#27368 - Steve++ - Mon Oct 11, 2004 6:35 pm
I'm designing a platform game and because I'm new to this, there are a number of things that are new to me. I've heard Miked0801 refer to an "actor system" in a game's engine/core. I can only assume this refers to management of non-static objects in a game. I'd really like someone to discuss the scope and role of such a system and some approaches to its design.
#27372 - sgeos - Mon Oct 11, 2004 8:33 pm
Quote: |
I've heard Miked0801 refer to an "actor system" in a game's engine/core. I can only assume this refers to management of non-static objects in a game. |
You can look at a game as if the whole thing is acted out by actors on a stage. What exactly the actors are and what exactly the stage is is usually clear cut, but I suppose it could become blurry when we start dealing with things like moving platforms. (I'd personally consider that an actor.)

- _Task a_: Write out the entries line for line, from their first line up to and including the line with "[0,390,1000,666]". Omit the pictures from your copy.

- _Recorded data_:

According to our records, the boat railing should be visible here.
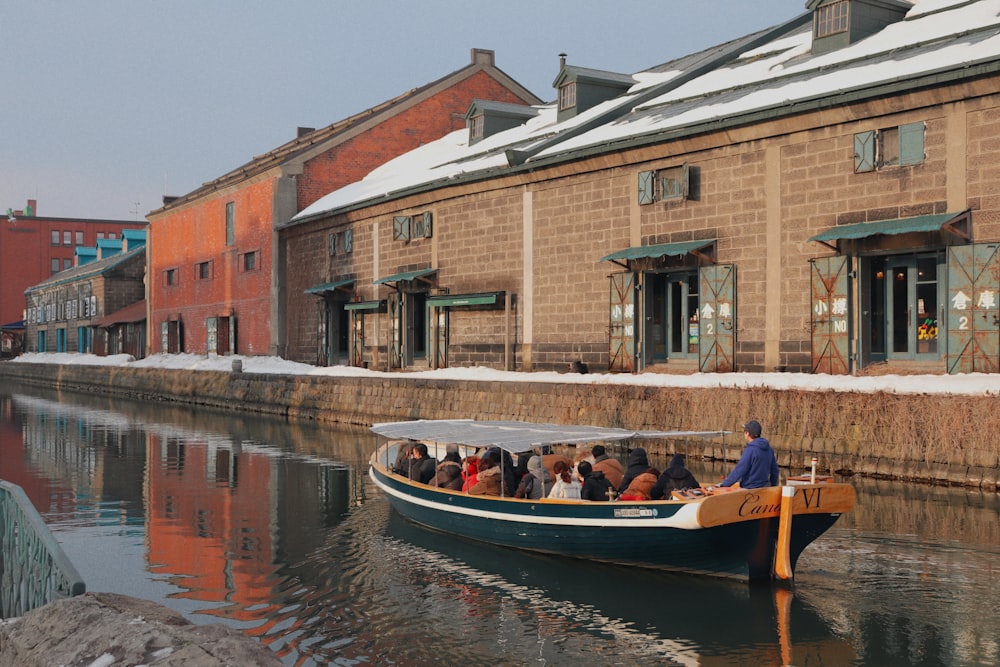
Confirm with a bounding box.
[0,481,87,618]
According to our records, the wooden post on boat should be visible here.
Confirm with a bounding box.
[774,486,795,581]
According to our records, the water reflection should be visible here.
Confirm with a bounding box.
[0,390,1000,666]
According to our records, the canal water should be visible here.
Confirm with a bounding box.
[0,380,1000,667]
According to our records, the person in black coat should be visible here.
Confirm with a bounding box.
[576,461,616,502]
[649,454,701,500]
[407,442,437,484]
[486,447,527,498]
[618,447,650,495]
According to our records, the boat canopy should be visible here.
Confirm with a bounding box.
[372,419,731,454]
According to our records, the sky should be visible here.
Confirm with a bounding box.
[0,0,806,220]
[13,352,1000,396]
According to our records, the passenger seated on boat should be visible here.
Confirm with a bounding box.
[617,447,649,495]
[576,461,618,501]
[514,455,552,500]
[549,461,580,500]
[392,442,414,477]
[469,452,503,496]
[649,453,701,500]
[590,445,625,489]
[462,456,479,493]
[431,445,462,491]
[618,467,660,500]
[542,452,573,482]
[479,447,521,498]
[408,442,437,484]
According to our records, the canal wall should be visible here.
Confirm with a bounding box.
[0,362,1000,491]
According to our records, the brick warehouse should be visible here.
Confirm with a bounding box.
[148,49,539,355]
[0,199,146,332]
[24,230,146,358]
[280,0,1000,373]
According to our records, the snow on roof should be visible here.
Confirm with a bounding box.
[13,352,1000,396]
[289,0,1000,224]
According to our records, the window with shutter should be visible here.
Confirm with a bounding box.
[392,215,410,241]
[854,130,875,174]
[899,122,924,164]
[639,171,656,204]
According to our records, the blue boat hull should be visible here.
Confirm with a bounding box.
[370,465,840,581]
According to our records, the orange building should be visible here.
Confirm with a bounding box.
[0,199,146,334]
[147,49,539,356]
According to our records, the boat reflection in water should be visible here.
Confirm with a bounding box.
[0,390,1000,667]
[378,512,855,666]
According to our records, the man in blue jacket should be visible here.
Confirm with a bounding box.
[719,420,779,489]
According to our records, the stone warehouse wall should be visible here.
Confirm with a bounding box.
[0,363,1000,490]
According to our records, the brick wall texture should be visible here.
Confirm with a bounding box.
[283,78,1000,372]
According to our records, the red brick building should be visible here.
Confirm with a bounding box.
[148,49,539,355]
[0,199,146,332]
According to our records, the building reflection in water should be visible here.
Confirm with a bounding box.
[0,395,368,621]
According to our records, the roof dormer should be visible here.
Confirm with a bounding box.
[552,53,636,122]
[806,0,913,55]
[465,100,538,146]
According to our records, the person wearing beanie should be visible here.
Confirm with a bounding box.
[590,445,625,489]
[719,419,780,489]
[649,453,701,500]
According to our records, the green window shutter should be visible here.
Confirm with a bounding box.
[639,171,656,204]
[698,264,736,373]
[392,215,410,241]
[608,272,636,373]
[939,243,1000,373]
[809,255,851,375]
[854,130,875,174]
[658,164,689,201]
[899,122,924,164]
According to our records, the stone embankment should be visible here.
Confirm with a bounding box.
[0,363,1000,491]
[0,593,283,667]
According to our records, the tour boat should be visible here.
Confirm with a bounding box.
[369,420,855,583]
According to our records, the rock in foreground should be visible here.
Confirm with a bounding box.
[0,593,282,667]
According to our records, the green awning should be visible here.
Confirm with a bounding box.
[601,239,715,262]
[344,299,385,310]
[373,269,437,285]
[809,211,969,245]
[427,292,503,308]
[306,278,354,294]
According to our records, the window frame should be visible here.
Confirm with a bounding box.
[854,121,927,174]
[813,0,851,39]
[226,201,236,246]
[469,114,486,139]
[238,250,260,273]
[559,81,577,111]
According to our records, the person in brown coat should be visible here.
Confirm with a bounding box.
[619,468,660,500]
[590,445,625,489]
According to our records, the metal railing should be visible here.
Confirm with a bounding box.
[0,481,87,618]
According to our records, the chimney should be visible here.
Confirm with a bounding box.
[472,49,496,67]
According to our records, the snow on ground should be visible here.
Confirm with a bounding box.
[5,352,1000,396]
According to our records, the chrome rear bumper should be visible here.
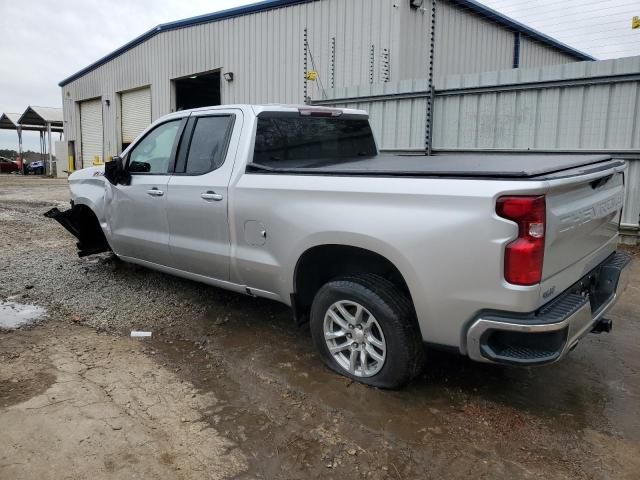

- _Task b_: Extend the forum thread on actor systems in a game engine, beginning right after its final sentence.

- _Task answer a_:
According to our records, the boat railing should be visible here.
Confirm with a bounding box.
[0,481,87,618]
According to our records, the wooden post on boat should be visible here.
Confirm with a bounding box.
[774,486,795,581]
According to our records, the water reflection should be visible here.
Confirm with a bounding box.
[0,390,1000,666]

- _Task answer b_:
Quote: |
I'd really like someone to discuss the scope and role of such a system and some approaches to its design. |
The role should be fairly obvious. You need to be able to manage all the critters that act on your game stage. The whole stage and actor thing is just an analogy. I tend not to think of things as actors and stages, but rather as more game specific entities- roaming monsters, treasure chests and scripts linked event tiles.
I suppose the actors would be anything that could be replaced in an area without it being a new area. Treasure chests and event tile scripts are part of the stage. Roaming monsters are not. Power are not really part of the stage, as they really want to be spawned.
Again, here things become blurry. How different is a chest from a power up? It depends on the game. Can we spawn a chest? Sure. Should we spawn a chest? Maybe. Certainly randomly generated chests and chests dropped by monsters are going to need to be spawned.
I'll leave it at that and hope that somebody with more focused thoughts picks up where I left off.
-Brendan
#27374 - sajiimori - Mon Oct 11, 2004 8:56 pm
We use our actors for things ranging from invisible triggers to menu cursors to monsters. There's some waste from the fact that we statically allocate a pool of rather large actor structs, and very light-weight actors such as invisible triggers won't be using many of the struct components.
The benefit of static allocation is that memory usage is predictable and there's no fragmentation. If the waste is your bigger concern, you could use an inheritance hierarchy to have actors that are as light as a rectangle or as heavy as a monster.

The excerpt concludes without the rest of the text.